• SOURCE PASSAGE:
......

Until recyclers of plastic, paper, and metals other than copper develop processes that are much more efficient than they are today, then recycling is not a part of the solution.

Aerik, I happen to believe paper manufacturers when they say recycling paper saves 75% energy compared to using virgin pulp rather than two strongly ideological magicians. Penn and Teller are funny, but don't confuse wit with a deep knowledge about the fields they discuss.

Marc,
I would query item #7 in your list.
Before going wholesale over to CFL lamps (long useful life, low energy usage etc..) we must find someway to ensure that they don't all end up in normal waste.
As with all fluorescent lamps they contain Hg, not a lot per lamp but as with standard fluorescent tubes when you have millions you have problems.
Mercury isn't the only poison used in these lamps and their manufacture, just the best known.

Perhaps you should add to your list. "Don't leave equipment on standbye (TVs, PCs etc) each on its own is minor 1W to 5W but for a country like Great Britain if each household switched off, it would save 20W to 100MW per year. You won't save a lot on your electricty bill but every little helps".

By Chris' Wills (not verified) on 01 Apr 2007 #permalink

As can example of the effect of standby power, consider the lowly microwave. Most models consume more energy running the clock/electronics than they do actually cooking food.

#1 depends a lot upon the climate. In interior Calif where I currently live it is hot and dry, using fans at night to cool the house as much as possible, cuts my summer electric bill to under half of what my neighbors pay. When I lived in the mid-west, the dewpoint was only very rarely low enough for this to make sense. So the technique can be very effective in the Western part of the US, but has limited utility for most of the rest of the country.

I have been hearing this doom and gloom from the environmentalists and 'scientists' my whole life and NOTHING has happened. I don't believe anything they say.
SEE: The boy who cried wolf

By John Atkins (not verified) on 06 Apr 2007 #permalink

I really want to know this: if CO2 is just a small fraction of the greenhouse gasses that cause the greenhouse effect, water vapor/clouds being the largest at approx. 95% of the greenhouse total, and if CO2 production by man is only a small fraction of the CO2 that eists in the atmosphere, then how on God's green earth is anything we do going to affect the earth's warming or cooling? I'm serious, I want a scientifically based answer but in understandable terms, and I specifically don't want hype or exageration.

......

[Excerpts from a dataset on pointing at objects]
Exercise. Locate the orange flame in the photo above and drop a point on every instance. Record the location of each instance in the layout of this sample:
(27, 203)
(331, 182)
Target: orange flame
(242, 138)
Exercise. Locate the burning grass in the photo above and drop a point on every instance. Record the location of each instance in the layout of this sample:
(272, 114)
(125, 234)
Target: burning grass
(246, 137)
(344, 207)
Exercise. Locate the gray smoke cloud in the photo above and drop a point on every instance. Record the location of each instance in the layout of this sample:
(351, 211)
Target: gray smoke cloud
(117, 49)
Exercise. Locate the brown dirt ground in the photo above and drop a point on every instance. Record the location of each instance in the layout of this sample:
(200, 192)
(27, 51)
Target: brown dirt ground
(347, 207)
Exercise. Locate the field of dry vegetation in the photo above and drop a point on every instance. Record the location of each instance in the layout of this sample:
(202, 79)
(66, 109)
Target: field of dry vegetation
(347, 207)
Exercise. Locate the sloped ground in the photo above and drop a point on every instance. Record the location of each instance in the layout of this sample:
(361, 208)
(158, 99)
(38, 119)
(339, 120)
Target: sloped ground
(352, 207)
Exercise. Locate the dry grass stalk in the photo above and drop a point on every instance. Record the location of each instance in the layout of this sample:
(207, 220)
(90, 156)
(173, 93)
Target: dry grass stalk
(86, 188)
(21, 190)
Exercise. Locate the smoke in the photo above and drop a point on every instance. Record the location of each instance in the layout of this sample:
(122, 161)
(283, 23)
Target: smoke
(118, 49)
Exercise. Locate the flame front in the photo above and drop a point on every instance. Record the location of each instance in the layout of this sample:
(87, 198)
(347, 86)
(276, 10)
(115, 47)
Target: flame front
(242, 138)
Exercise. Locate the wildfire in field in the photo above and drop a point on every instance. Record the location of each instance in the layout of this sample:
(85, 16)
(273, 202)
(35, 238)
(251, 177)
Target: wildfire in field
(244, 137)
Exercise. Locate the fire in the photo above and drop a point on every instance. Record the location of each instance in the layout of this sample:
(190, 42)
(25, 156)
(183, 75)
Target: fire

......

• TASKS TO CARRY OUT:
[A] In the energy comment thread, how much energy do paper manufacturers say recycling paper saves compared to using virgin pulp?
[B] Please write the next part of the energy comment thread, starting after its last sentence.
These rows have nothing to do with the energy comment thread.

• ANSWERS BELOW:
[A] 75%

[B]
If you google greenhouse gases you never or rarely see water vapor mentioned or highlighted, yet it is my understanding from textbooks and scientific sources that it is indeed what I mentioned above, the largest atmospheric contributor to the greenhouse effect, which I might ad is necessary for life here on earth. So, just because CO2 is apparently deemed to be the culprit in global warming doesn't make it so, and given its small fraction both in terms of total greenhouse affect and the relative % produced by man, I am perplexed over how much anything done by man to reduce CO2 will alter the greenhouse affect. Florocarbons is another story, but not CO2.

Hey, I need some help. Anyone out there willing do donate Carbon Credits. I need them. My wife and I both drive Hummers. I have a H1 and she drives an H2. I travel 86 miles to my office and use my Hummer in sales calls. I burn about 10 to 12 Gallons of fuel a day on short days and 20 to 25 Gallons on long days. God, America is GREAT........

Art asks about CO2, water vapour and global warming.

First, man-made (anthropogenic) CO2 accounts for about 1/3 of the CO2 in the atmosphere. Anyone who tells you it is a small fraction has been lying to you (or is ignorant of the facts).

The reason for the concern over CO2 and not water vapour as I understand it (and I am not a climatologist) is that a molecule of water vapour stays in the atmosphere for a matter of days, so the water content rapidly reaches equilibrium. Molecules of CO2, on the other hand, stick around for very much longer.

Increasing the CO2 in the atmosphere increases the global temperature, which increases the amount of water vapour in the atmosphere. This in turn traps more heat, which evaporates more water, which raises the temperature, which in turn . . . finally equilibrating at a temperature much higher than that caused by CO2 alone. Think of the CO2 as a signal and water vapour as an amplification mechanism.

If the amount of CO2 in the atmosphere decreased then the drop in temperature would cause water vapour to precipitate out, reducing the temperature further, and so on. BTW, predictions are that if all human activity ceased tomorrow it would take thousands of years for the CO2 to return to pre-industrial levels.

I can recommend RealClimate.org as a source of information on climate issues, although some of the posts require concentrated study.